Items listed in a dataset:
--*--

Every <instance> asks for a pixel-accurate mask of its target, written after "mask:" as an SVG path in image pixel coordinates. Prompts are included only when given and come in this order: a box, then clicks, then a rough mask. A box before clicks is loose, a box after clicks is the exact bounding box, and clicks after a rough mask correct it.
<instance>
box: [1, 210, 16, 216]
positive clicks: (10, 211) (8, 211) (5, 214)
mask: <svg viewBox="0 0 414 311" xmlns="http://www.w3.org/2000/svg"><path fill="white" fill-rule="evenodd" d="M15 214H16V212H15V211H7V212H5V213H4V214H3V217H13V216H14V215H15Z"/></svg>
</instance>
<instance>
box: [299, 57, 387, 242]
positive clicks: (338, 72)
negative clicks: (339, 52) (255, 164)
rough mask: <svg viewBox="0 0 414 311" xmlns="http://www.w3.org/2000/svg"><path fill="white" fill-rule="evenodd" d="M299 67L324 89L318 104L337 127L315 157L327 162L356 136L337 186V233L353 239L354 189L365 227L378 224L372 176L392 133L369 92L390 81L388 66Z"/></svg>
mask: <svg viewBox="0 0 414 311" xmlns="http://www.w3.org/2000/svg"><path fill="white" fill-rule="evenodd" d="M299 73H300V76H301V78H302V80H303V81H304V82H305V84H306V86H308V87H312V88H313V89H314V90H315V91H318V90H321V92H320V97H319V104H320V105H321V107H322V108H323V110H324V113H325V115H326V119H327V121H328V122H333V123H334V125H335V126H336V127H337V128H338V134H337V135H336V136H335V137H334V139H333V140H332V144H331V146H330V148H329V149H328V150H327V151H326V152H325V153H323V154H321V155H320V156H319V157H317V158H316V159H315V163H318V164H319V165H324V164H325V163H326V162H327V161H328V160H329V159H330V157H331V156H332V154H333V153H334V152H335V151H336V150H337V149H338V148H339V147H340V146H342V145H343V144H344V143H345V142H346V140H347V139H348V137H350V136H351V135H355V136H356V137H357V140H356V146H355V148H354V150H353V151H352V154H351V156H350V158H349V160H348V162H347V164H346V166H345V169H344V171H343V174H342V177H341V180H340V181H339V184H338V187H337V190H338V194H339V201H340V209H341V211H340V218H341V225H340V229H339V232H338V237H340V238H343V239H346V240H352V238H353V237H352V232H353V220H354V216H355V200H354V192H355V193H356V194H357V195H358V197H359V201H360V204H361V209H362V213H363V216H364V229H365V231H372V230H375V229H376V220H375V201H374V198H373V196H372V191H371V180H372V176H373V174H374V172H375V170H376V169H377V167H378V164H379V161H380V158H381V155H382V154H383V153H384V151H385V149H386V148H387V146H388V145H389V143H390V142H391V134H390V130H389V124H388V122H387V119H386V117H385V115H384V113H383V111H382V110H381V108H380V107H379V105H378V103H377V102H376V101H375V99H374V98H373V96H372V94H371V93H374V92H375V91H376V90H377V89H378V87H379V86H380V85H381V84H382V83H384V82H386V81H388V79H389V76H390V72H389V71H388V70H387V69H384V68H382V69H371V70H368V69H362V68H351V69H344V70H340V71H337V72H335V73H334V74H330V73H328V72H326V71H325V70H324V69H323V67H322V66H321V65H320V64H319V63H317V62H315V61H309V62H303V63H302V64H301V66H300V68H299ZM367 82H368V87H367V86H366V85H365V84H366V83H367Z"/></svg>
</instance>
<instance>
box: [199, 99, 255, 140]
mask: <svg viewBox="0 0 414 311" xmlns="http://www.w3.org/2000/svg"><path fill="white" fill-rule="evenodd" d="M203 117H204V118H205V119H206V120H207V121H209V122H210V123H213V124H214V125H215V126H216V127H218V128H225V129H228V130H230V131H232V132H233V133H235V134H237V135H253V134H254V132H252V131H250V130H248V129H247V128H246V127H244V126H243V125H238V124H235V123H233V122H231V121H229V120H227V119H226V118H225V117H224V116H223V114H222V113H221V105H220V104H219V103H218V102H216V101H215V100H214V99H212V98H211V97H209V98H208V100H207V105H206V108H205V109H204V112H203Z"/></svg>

--*--

= Problem requirements =
Copy out the entries above without altering a single character.

= Final answer =
Every <instance> asks for a pixel-accurate mask of its target, written after "mask:" as an SVG path in image pixel coordinates. Prompts are included only when given and come in this order: a box, then clicks, then a rough mask. A box before clicks is loose, a box after clicks is the exact bounding box, and clicks after a rough mask correct it.
<instance>
box: [1, 210, 16, 216]
positive clicks: (10, 211) (8, 211) (5, 214)
mask: <svg viewBox="0 0 414 311" xmlns="http://www.w3.org/2000/svg"><path fill="white" fill-rule="evenodd" d="M15 214H16V212H15V211H7V212H5V213H4V214H3V217H13V216H14V215H15Z"/></svg>
</instance>
<instance>
box: [299, 57, 387, 242]
positive clicks: (338, 72)
negative clicks: (339, 52) (255, 164)
rough mask: <svg viewBox="0 0 414 311" xmlns="http://www.w3.org/2000/svg"><path fill="white" fill-rule="evenodd" d="M299 67L324 89L318 104L337 127L315 157L327 162L356 136L337 186V233L353 239L354 189L365 227L378 224L372 176L392 133L369 92L390 81L388 66Z"/></svg>
mask: <svg viewBox="0 0 414 311" xmlns="http://www.w3.org/2000/svg"><path fill="white" fill-rule="evenodd" d="M299 73H300V76H301V78H302V80H303V81H304V82H305V84H306V86H308V87H312V88H313V89H314V90H315V91H318V90H321V92H320V97H319V104H320V105H321V107H322V108H323V110H324V113H325V115H326V119H327V121H328V122H333V123H334V125H335V126H336V127H337V128H338V134H337V135H336V136H335V137H334V139H333V140H332V144H331V146H330V148H329V149H328V150H327V151H326V152H325V153H323V154H321V155H320V156H319V157H317V158H316V159H315V163H318V164H319V165H324V164H325V163H326V162H327V161H328V160H329V159H330V157H331V156H332V154H333V153H334V152H335V151H336V150H337V149H338V148H339V147H340V146H342V145H343V144H344V143H345V142H346V140H347V139H348V137H350V136H351V135H355V136H356V137H357V140H356V146H355V148H354V150H353V151H352V154H351V156H350V158H349V160H348V162H347V164H346V166H345V169H344V171H343V174H342V177H341V180H340V181H339V184H338V187H337V190H338V194H339V201H340V209H341V211H340V218H341V225H340V229H339V232H338V237H340V238H343V239H346V240H352V238H353V237H352V232H353V220H354V216H355V200H354V192H355V193H356V194H357V195H358V197H359V201H360V204H361V209H362V213H363V216H364V229H365V231H372V230H375V229H376V220H375V201H374V198H373V196H372V191H371V180H372V176H373V174H374V172H375V170H376V169H377V167H378V164H379V161H380V158H381V155H382V154H383V153H384V151H385V149H386V148H387V146H388V145H389V143H390V142H391V134H390V130H389V124H388V122H387V119H386V117H385V115H384V113H383V111H382V110H381V108H380V107H379V105H378V103H377V102H376V101H375V99H374V98H373V96H372V94H371V93H374V92H375V91H376V90H377V89H378V87H379V86H380V85H381V84H382V83H384V82H386V81H388V79H389V76H390V72H389V71H388V70H387V69H384V68H382V69H371V70H368V69H362V68H351V69H344V70H340V71H337V72H335V73H334V74H330V73H328V72H326V71H325V70H324V69H323V67H322V66H321V65H320V64H319V63H317V62H315V61H309V62H303V63H302V64H301V66H300V68H299ZM367 82H368V87H367V86H366V85H365V84H366V83H367Z"/></svg>
</instance>
<instance>
box: [199, 99, 255, 140]
mask: <svg viewBox="0 0 414 311" xmlns="http://www.w3.org/2000/svg"><path fill="white" fill-rule="evenodd" d="M203 117H204V118H205V119H206V120H207V121H209V122H210V123H213V124H214V125H215V126H216V127H218V128H225V129H228V130H230V131H232V132H233V133H235V134H237V135H253V134H254V132H252V131H250V130H248V129H247V128H246V127H244V126H243V125H238V124H235V123H233V122H231V121H229V120H227V119H226V118H225V117H224V116H223V114H222V113H221V105H220V104H219V103H218V102H216V101H215V100H214V99H212V98H211V97H209V98H208V100H207V105H206V108H205V109H204V112H203Z"/></svg>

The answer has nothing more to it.